## [TASK BRIEF]
Return the following from the records below: each line, word for word, starting with the line that contains "Where can you find the tablet?" and going on through the line that contains "point(574, 283)", with nothing outside that range.

Point-per-instance localization data:
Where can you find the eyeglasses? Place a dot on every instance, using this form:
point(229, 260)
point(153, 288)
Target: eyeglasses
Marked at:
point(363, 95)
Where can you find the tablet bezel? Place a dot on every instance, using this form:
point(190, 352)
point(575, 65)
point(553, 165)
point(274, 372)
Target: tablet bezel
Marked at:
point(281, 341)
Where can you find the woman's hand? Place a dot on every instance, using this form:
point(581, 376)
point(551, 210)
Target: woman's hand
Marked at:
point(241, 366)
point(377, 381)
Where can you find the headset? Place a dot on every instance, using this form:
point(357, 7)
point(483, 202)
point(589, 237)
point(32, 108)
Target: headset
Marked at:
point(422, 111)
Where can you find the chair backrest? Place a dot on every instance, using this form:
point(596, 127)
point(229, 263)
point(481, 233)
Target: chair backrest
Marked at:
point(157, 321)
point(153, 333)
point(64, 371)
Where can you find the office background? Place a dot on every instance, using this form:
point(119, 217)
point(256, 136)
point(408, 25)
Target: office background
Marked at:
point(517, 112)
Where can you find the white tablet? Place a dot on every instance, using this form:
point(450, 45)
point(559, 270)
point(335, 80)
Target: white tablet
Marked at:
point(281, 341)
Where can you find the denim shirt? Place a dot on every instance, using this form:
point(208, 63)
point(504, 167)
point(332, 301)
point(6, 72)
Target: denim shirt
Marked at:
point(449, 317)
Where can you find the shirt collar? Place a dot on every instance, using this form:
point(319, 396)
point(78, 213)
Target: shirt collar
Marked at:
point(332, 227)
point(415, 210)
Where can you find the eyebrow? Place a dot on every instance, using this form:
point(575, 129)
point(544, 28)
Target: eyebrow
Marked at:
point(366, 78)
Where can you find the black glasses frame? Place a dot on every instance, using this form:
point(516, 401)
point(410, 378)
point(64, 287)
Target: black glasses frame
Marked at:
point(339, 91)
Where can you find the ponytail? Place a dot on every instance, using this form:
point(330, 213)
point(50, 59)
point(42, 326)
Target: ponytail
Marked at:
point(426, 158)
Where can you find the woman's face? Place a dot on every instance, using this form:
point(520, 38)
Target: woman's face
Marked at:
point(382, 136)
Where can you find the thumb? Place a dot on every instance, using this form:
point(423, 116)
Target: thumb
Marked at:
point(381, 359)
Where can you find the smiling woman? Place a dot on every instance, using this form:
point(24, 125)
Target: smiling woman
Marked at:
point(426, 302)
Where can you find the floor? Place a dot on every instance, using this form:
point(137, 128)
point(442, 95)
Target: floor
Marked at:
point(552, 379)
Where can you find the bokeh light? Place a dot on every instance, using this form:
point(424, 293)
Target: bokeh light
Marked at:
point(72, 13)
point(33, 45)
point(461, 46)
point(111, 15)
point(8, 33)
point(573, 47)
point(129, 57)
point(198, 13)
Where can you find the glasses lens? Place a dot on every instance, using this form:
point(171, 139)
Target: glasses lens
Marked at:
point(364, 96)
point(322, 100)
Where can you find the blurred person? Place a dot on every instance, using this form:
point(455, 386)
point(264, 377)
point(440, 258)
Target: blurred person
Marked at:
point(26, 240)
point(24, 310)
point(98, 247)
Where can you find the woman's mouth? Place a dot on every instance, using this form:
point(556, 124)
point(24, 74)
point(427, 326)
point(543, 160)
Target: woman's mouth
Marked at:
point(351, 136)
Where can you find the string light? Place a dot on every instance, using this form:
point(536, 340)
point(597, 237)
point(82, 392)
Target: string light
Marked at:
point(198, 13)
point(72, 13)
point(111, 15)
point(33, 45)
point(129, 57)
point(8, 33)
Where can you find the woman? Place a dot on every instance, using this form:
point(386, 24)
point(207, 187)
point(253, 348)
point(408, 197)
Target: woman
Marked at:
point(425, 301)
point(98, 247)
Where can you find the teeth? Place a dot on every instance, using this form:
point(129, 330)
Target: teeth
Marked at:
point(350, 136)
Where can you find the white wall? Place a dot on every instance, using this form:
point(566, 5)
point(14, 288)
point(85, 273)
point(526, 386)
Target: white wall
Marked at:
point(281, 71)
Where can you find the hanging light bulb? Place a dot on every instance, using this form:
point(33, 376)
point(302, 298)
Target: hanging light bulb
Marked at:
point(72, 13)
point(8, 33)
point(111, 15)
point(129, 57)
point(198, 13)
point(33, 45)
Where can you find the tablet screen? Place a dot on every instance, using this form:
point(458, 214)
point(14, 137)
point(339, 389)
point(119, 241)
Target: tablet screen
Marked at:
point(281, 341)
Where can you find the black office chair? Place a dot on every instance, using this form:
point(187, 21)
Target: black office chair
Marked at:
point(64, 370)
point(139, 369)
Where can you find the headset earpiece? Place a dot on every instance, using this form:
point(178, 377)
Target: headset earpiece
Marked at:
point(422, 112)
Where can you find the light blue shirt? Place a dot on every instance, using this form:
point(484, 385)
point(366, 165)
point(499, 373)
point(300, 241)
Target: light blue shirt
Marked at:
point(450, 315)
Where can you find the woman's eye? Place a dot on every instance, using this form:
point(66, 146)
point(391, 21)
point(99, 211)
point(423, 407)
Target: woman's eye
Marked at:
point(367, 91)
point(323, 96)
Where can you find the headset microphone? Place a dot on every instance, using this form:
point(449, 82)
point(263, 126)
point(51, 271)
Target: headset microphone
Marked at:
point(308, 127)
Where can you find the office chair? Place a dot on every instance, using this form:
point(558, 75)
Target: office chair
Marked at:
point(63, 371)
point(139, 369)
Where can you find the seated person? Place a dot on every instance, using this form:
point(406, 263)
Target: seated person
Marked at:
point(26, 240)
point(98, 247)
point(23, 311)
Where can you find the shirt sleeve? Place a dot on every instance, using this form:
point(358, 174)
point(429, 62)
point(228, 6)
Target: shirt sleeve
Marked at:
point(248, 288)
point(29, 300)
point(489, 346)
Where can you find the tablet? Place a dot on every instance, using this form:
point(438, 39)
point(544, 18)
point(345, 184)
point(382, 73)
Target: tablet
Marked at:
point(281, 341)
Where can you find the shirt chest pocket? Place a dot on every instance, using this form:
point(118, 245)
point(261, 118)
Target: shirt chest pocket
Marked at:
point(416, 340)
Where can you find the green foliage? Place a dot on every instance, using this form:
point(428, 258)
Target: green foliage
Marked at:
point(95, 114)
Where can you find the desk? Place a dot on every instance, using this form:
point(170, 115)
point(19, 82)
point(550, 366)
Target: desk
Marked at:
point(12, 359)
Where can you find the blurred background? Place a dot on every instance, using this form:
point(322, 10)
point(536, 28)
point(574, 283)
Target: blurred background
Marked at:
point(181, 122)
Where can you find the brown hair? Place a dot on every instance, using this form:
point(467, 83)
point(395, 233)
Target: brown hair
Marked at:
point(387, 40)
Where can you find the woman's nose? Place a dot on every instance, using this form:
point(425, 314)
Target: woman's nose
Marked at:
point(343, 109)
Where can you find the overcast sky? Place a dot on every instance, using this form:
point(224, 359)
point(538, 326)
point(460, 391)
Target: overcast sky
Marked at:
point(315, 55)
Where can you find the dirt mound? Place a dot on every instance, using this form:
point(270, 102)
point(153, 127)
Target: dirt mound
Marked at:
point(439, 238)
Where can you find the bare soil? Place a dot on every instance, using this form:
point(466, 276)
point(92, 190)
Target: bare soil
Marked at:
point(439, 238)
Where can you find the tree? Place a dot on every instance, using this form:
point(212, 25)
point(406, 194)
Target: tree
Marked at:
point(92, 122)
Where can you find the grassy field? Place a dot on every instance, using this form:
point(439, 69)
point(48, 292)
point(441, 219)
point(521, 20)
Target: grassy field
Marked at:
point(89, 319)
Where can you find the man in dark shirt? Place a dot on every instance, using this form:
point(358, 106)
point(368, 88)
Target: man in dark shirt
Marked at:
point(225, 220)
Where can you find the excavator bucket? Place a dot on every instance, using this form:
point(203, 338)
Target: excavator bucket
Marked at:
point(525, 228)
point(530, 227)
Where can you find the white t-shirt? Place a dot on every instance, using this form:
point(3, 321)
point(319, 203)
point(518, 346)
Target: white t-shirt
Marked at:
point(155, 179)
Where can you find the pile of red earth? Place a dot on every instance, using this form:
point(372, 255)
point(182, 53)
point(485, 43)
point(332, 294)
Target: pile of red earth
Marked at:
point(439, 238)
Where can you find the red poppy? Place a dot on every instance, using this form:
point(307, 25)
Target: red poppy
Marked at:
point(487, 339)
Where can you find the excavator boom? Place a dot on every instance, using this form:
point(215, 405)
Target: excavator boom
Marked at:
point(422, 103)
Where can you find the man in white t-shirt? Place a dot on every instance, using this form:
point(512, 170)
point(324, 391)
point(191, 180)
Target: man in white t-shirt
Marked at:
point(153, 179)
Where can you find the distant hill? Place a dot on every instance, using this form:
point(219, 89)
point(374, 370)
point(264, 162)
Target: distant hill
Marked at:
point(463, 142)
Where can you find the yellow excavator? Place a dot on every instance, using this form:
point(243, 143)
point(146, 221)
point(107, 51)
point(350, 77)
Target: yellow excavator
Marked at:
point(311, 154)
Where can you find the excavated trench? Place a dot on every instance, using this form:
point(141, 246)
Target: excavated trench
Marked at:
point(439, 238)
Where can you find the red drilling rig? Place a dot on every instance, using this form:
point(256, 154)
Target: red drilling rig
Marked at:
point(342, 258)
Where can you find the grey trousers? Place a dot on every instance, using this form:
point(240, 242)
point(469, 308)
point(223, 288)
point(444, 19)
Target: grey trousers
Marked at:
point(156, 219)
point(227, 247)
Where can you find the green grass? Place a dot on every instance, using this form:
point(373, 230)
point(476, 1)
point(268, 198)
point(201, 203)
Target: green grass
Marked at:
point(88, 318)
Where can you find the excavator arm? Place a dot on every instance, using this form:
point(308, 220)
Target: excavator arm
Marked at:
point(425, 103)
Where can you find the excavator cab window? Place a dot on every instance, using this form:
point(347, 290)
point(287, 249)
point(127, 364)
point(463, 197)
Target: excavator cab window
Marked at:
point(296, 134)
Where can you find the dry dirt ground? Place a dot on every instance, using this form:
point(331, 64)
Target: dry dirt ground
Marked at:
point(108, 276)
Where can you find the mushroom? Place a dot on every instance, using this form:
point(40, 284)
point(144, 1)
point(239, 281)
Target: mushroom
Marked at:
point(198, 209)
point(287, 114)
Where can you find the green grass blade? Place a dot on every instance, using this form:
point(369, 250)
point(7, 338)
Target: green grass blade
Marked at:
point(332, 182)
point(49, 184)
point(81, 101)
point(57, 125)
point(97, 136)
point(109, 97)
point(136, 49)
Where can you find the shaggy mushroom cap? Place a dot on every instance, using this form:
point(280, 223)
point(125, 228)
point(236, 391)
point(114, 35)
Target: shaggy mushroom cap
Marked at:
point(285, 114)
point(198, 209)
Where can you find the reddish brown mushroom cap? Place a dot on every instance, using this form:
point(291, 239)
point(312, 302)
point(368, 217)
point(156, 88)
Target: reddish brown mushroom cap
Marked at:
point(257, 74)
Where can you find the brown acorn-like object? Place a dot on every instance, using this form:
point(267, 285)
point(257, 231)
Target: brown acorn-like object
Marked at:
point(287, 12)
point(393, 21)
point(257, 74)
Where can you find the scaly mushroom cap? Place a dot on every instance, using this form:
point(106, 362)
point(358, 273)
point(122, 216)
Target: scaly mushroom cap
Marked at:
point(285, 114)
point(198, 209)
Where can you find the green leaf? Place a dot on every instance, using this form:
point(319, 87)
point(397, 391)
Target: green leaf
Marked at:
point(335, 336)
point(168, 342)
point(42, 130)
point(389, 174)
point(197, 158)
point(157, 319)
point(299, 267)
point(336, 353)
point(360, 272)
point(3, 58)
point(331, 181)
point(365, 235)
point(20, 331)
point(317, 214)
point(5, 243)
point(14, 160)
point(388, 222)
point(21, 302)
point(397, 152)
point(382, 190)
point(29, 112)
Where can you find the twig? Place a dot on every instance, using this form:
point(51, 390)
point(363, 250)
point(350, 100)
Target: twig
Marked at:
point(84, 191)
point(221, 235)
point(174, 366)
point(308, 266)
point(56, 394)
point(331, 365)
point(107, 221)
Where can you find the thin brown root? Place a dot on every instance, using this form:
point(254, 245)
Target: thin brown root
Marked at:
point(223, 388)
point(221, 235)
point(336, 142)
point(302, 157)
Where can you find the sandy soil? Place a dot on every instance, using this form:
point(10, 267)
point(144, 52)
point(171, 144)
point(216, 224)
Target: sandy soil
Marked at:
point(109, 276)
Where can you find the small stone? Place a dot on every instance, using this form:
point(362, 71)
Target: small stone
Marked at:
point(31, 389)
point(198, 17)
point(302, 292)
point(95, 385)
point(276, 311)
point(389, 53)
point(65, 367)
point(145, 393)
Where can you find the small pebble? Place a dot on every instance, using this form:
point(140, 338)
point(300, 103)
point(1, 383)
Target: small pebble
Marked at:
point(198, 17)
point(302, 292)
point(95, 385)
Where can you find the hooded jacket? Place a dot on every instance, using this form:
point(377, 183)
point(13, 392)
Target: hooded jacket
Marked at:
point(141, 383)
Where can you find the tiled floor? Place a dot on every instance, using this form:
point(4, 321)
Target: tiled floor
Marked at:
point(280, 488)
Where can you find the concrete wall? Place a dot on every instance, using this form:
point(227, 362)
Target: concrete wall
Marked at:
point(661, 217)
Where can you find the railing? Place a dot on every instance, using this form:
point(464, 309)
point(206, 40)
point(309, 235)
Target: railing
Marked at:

## [ANSWER]
Where can you find the tablet? Place a dot on every instance, using this form:
point(438, 39)
point(544, 18)
point(345, 184)
point(382, 73)
Target: tablet
Marked at:
point(281, 341)
Where can you find the shirt chest pocket? Place a dot on every instance, using this form:
point(118, 245)
point(261, 118)
Target: shirt chest pocket
Marked at:
point(416, 340)
Where can you find the green foliage? Place a dot on every instance, using this form:
point(428, 258)
Target: green foliage
Marked at:
point(95, 114)
Where can you find the desk? Place a dot on every instance, using this form:
point(170, 115)
point(19, 82)
point(550, 366)
Target: desk
Marked at:
point(12, 359)
Where can you find the blurred background? Place a dot on every instance, using this form:
point(322, 10)
point(536, 28)
point(574, 283)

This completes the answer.